TASK SET:
a) Check each statement against the forum thread on matching name types to patterns in a match table. Answer yes or no for each, and quote the exact words from the thread that decide it.
(i) The query the poster tried returns a missing keyword error.
(ii) The poster has not tried a case statement.
(iii) In the desired output, the row with type 2DEF is paired with DEF ONLY.
b) Summarize the forum thread on matching name types to patterns in a match table in two sentences.
c) Go on with the forum thread on matching name types to patterns in a match table, picking up from the point where it stops.

PAGE EXCERPT:
+ + +
Reputation: 177
I have 2 tables name and match. The name and match table have columns type. The columns and data in the name table
ID| type |
--| ---- |
1| 1ABC |
2| 2DEF |
3| 3DEF |
4| 4IJK |
The columns and data in match table is
type | DATA |
---|---|
NOT %ABC% AND NOT %DEF% | NOT ABC AND NOT DEF |
%DEF% | DEF ONLY |
NOT %DEF% AND NOT %IJK% | NOT DEF AND NOT IJK |
I have tried using case statement. The first 3 characters will be NOT if there is a NOT in the type in match table. The below query is giving me a missing keyword error. I am not sure what I am missing here
SELECT s.id, s.type, m.data
where case when substr(m.type1,3)='NOT' then s.type not in (REPLACE(REPLACE(m.type,'NOT',''),'AND',','))
ELSE s.type in (m.type) end
from source s, match m;
I need the output to match the type in source column and display the data in match column.
The output should be
ID|type|DATA
1 |1ABC|NOT DEF AND NOT IJK
2 |2DEF|DEF ONLY
3 |3DEF|DEF ONLY
4 |4IJK|NOT ABC AND NOT DEF
Upvotes: 1
Views: 94
Reputation: 271
WITH match_cte AS (
SELECT m.data
,m.type
,decode(instr(m.type,'NOT')
,1 -- found at position 1
,0
,1) should_find_str_1
,substr(m.type
,instr(m.type,'%',1,1) + 1
,instr(m.type,'%',1,2) - instr(m.type,'%',1,1) - 1) str_1
,decode(instr(m.type,'NOT',instr(m.type,'%',1,2))
,0 -- no second NOT
,1
,0) should_find_str_2
,substr(m.type
,instr(m.type,'%',1,3) + 1
,instr(m.type,'%',1,4) - instr(m.type,'%',1,3) - 1) str_2
FROM match m
)
+ + +
COLLECTED MATERIAL:
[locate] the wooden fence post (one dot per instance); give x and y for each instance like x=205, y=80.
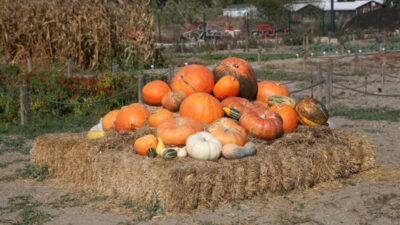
+ + +
TASK-BY-TASK OUTPUTS:
a)
(i) Yes: "The below query is giving me a missing keyword error."
(ii) No: "I have tried using case statement."
(iii) Yes: "2 |2DEF|DEF ONLY"

b) The poster has a name table and a match table that both have a type column, and wants each row of the name table shown with the DATA of the match row whose type pattern fits, such as "%DEF%" or a pattern that begins with NOT. The poster's attempt with a case statement gives a missing keyword error, and a reply starts a WITH clause that uses decode, instr and substr to pull the strings between the percent signs out of the match type.

c)
SELECT s.id
,s.type
,m.data
FROM source s
CROSS JOIN match_cte m
WHERE m.should_find_str_1 = sign(instr(s.type,m.str_1))
AND (m.str_2 IS NULL
OR m.should_find_str_2 = sign(instr(s.type, m.str_2))
)
ORDER BY s.id, m.data
MATCH_CTE |DATA|TYPE|SHOULD_FIND_STR_1|STR_1|SHOULD_FIND_STR_2|STR_2| |-|-|-|-|-|-| |NOT ABC AND NOT DEF|NOT %ABC% AND NOT %DEF%|0|ABC|0|DEF| |DEF|%DEF%|1|DEF|1|NULL| |NOT DEF AND NOT IJK|NOT %DEF% AND NOT %IJK%|0|DEF|0|IJK|
Upvotes: 0
Reputation: 3576
The biggest problem with your attempted query seems to be that SQL requires the WHERE
clause to come after the FROM
clause.
But your query is flawed in other ways as well. Although it can have complicated logic within it, including subqueries, a CASE
statement must ultimately return a constant. Conditions within it are not applied as if they are in a WHERE
clause of the main query (like you appear to be trying to do).
My recommendation would be to not store the match
table as you currently are. It seems much preferable to have something that contains each condition you want to evaluate. Assuming that's not possible, I suggest a CTE (or even a view) that breaks it down that way first.
This query (based on Nefreo's answer for breaking strings into multiple rows)...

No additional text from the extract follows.